Directions for this task →
Return each entry exactly, so that nothing in the data differs from the original.

>>>>

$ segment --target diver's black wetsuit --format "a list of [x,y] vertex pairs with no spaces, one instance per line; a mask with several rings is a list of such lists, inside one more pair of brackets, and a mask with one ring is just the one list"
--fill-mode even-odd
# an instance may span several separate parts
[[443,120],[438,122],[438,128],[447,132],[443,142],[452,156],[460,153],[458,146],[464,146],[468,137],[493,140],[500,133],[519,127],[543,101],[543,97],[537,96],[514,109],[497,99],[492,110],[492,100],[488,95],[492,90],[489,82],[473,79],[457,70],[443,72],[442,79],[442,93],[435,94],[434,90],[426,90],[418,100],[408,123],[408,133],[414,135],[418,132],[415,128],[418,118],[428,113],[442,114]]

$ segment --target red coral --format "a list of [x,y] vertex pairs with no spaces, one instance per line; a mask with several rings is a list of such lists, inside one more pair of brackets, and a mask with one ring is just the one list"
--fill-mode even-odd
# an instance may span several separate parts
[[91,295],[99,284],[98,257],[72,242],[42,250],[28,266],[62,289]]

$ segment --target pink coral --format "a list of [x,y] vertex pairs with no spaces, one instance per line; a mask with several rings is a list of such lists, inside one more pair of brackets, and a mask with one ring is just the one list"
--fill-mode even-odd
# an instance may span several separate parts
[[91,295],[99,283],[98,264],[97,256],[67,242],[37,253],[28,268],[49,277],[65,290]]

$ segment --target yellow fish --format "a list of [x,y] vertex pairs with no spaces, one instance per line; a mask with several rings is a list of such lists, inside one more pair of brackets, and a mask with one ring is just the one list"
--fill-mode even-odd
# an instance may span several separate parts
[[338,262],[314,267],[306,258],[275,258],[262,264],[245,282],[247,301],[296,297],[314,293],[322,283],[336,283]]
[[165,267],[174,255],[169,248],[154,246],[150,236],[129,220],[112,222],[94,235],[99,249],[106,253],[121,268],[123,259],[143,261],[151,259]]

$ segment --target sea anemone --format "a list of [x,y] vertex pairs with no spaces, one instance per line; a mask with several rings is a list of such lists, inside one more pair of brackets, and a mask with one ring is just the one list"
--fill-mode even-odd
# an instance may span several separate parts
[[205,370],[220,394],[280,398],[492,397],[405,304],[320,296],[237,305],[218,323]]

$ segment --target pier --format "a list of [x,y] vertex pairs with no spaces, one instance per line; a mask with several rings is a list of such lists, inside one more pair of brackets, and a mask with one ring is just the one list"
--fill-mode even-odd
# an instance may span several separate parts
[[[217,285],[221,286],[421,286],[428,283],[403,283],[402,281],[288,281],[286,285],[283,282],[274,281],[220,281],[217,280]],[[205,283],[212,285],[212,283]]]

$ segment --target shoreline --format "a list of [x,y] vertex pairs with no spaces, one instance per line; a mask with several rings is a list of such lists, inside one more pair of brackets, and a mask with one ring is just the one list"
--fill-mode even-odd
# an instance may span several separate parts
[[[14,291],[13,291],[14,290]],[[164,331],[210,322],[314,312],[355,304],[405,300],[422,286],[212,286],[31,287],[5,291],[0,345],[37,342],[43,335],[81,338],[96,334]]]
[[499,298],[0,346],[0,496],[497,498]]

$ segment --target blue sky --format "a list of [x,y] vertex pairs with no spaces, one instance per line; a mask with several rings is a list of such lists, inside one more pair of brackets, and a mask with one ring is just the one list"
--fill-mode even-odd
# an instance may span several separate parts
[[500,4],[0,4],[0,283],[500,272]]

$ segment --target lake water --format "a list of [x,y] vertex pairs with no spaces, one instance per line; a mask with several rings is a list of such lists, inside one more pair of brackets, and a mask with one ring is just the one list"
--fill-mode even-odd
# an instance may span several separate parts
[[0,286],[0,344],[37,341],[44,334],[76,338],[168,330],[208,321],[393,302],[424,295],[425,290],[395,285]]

<<<<

Answer to the problem →
$ segment --target diver's black wetsuit --format "a list of [x,y] vertex pairs with no spaces, one instance per line; a mask with several rings is a list of such lists, inside one more pair of brackets, and a mask with one ring is just the one list"
--fill-mode even-odd
# an instance may span several separate parts
[[443,120],[438,122],[438,128],[447,132],[443,142],[452,156],[460,153],[458,146],[464,146],[468,137],[493,140],[500,133],[519,127],[543,101],[543,97],[537,96],[514,109],[497,99],[492,110],[492,100],[488,95],[492,90],[489,82],[473,79],[457,70],[443,72],[442,79],[442,93],[435,94],[434,90],[426,90],[418,100],[408,123],[408,133],[414,135],[418,132],[415,128],[418,118],[428,113],[442,114]]

$ segment --target red coral --format "a list of [x,y] vertex pairs with no spaces, one instance per line; a mask with several rings is a list of such lists, inside one more pair of brackets, and a mask with one ring is just the one list"
--fill-mode even-odd
# an instance may span several separate parts
[[91,295],[99,284],[98,257],[72,242],[42,250],[28,266],[62,289]]

$ segment --target pink coral --format "a list of [x,y] vertex pairs with no spaces, one instance per line; a mask with several rings is a list of such lists, inside one more pair of brackets, and a mask with one ring is just the one list"
--fill-mode even-odd
# an instance may span several separate parts
[[91,295],[99,283],[98,264],[97,256],[67,242],[37,253],[28,268],[49,277],[65,290]]

$ segment --target yellow fish --format "a list of [x,y] vertex pairs with no spaces, one instance per line; a mask with several rings is a list of such lists, inside one more pair of brackets, and a mask with one ring is just the one list"
--fill-mode even-odd
# an instance may span several separate parts
[[338,262],[314,267],[306,258],[275,258],[262,264],[245,282],[247,301],[296,297],[314,293],[322,283],[336,283]]
[[165,267],[174,255],[169,248],[154,246],[150,236],[129,220],[112,222],[94,235],[99,249],[106,253],[121,268],[123,259],[143,261],[151,259]]

$ segment --target sea anemone --format "a list of [x,y] vertex pairs with no spaces, one instance per line; a mask with several rings is a list of such lists, inside one more pair of brackets, and a mask with one ring is just the one list"
--fill-mode even-odd
# an instance may span several separate parts
[[205,370],[220,394],[280,398],[492,397],[405,304],[320,296],[237,305],[218,323]]

$ segment --target pier --format "a list of [x,y] vertex pairs with no spaces, one instance per line; a mask with several rings is a list of such lists, inside one more pair of brackets, and a mask with one ring is just the one list"
--fill-mode even-odd
# an instance may span several separate parts
[[[217,285],[221,286],[421,286],[428,283],[403,283],[402,281],[288,281],[286,285],[283,282],[274,281],[220,281],[217,280]],[[205,283],[212,285],[212,283]]]

$ segment --target shoreline --format "a list of [x,y] vertex pairs with no spaces, one instance per line; a mask with several rings is a list of such lists, inside one more pair of brackets, and a mask with one ring is just the one list"
--fill-mode even-odd
# an instance may span several separate parts
[[[14,291],[13,291],[14,290]],[[164,331],[210,322],[314,312],[355,304],[405,300],[422,286],[212,286],[31,287],[5,291],[0,345],[37,342],[43,335],[81,338],[96,334]]]
[[499,298],[0,346],[0,496],[497,498]]

$ segment --target blue sky --format "a list of [x,y] vertex pairs with no spaces, one instance per line; a mask with several rings is a list of such lists, inside one more pair of brackets, and a mask with one ring is just the one list"
--fill-mode even-odd
# an instance may span several separate parts
[[500,4],[0,4],[0,283],[500,272]]

$ segment --target lake water --format "a list of [x,y] vertex pairs with no spaces, one instance per line; a mask with several rings is a list of such lists, inside one more pair of brackets, and a mask with one ring is just the one list"
--fill-mode even-odd
# an instance may span several separate parts
[[0,286],[0,344],[37,341],[44,334],[76,338],[168,330],[208,321],[393,302],[424,295],[425,290],[395,285]]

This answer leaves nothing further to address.